§ ARBEITSANWEISUNG: Schreiben Sie die Stückbeschreibung zu „Beschränkte Gesellschaft“ vollständig und ohne jede Änderung ab.

++++ LESETEXT ++++

Theater / Drama

Beschränkte Gesellschaft

Reality Theater

Autor: Elmar Skiba
Besetzung: Damen 2 / Herren 5
Dauer: 90–110 Min.
UA: Spielzeit 1994/95 Koblenzer Stadttheater

Cantus Empfehlung: Reality Theater, gnadenlos direktes Theaterstück über Neonazi-Terror.

In „Pias Pinte“ hat sich die AiA (Ausländer ins Ausland) breit gemacht. Mit ihrem Anführer Zecke an der Spitze will diese braune Gruppierung für ein sauberes Vaterland kämpfen, wobei sie in ihren Mitteln nicht wählerisch ist. Außerdem treffen sich dort im Nebenzimmer gelegentlich Leute aus „besseren Kreisen“ zur sexuellen Freizeitgestaltung, was der AiA so gar nicht in den Kram passt. Und als schließlich noch ein Sinti die Kneipe betritt, ist das Schreckensszenario perfekt!

++++ INHALT DES DATENSATZES ++++

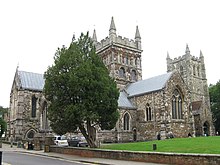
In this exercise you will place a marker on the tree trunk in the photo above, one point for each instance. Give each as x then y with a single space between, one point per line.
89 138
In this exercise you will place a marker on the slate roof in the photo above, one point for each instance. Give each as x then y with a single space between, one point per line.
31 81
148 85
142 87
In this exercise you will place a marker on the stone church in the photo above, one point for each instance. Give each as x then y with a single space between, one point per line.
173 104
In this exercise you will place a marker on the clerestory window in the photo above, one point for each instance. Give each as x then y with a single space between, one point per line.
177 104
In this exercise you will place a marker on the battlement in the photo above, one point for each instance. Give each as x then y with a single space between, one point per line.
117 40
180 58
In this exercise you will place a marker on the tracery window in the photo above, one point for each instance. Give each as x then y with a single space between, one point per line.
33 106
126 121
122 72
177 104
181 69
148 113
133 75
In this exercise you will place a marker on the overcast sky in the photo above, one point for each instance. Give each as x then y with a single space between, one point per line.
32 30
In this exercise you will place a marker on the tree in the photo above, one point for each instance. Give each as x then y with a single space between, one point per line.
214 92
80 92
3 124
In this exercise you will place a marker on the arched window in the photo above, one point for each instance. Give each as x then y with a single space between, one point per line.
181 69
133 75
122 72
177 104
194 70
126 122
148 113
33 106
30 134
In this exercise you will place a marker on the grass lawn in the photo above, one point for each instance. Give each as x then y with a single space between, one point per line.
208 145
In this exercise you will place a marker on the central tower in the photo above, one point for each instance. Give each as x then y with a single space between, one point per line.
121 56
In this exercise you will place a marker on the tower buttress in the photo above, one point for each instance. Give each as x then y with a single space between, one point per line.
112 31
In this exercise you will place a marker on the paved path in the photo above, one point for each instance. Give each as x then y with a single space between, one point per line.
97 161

++++

§ ANTWORTFELD:
Theater / Drama

Beschränkte Gesellschaft

Reality Theater

Autor: Elmar Skiba
Besetzung: Damen 2 / Herren 5
Dauer: 90–110 Min.
UA: Spielzeit 1994/95 Koblenzer Stadttheater

Cantus Empfehlung: Reality Theater, gnadenlos direktes Theaterstück über Neonazi-Terror.

In „Pias Pinte“ hat sich die AiA (Ausländer ins Ausland) breit gemacht. Mit ihrem Anführer Zecke an der Spitze will diese braune Gruppierung für ein sauberes Vaterland kämpfen, wobei sie in ihren Mitteln nicht wählerisch ist. Außerdem treffen sich dort im Nebenzimmer gelegentlich Leute aus „besseren Kreisen“ zur sexuellen Freizeitgestaltung, was der AiA so gar nicht in den Kram passt. Und als schließlich noch ein Sinti die Kneipe betritt, ist das Schreckensszenario perfekt!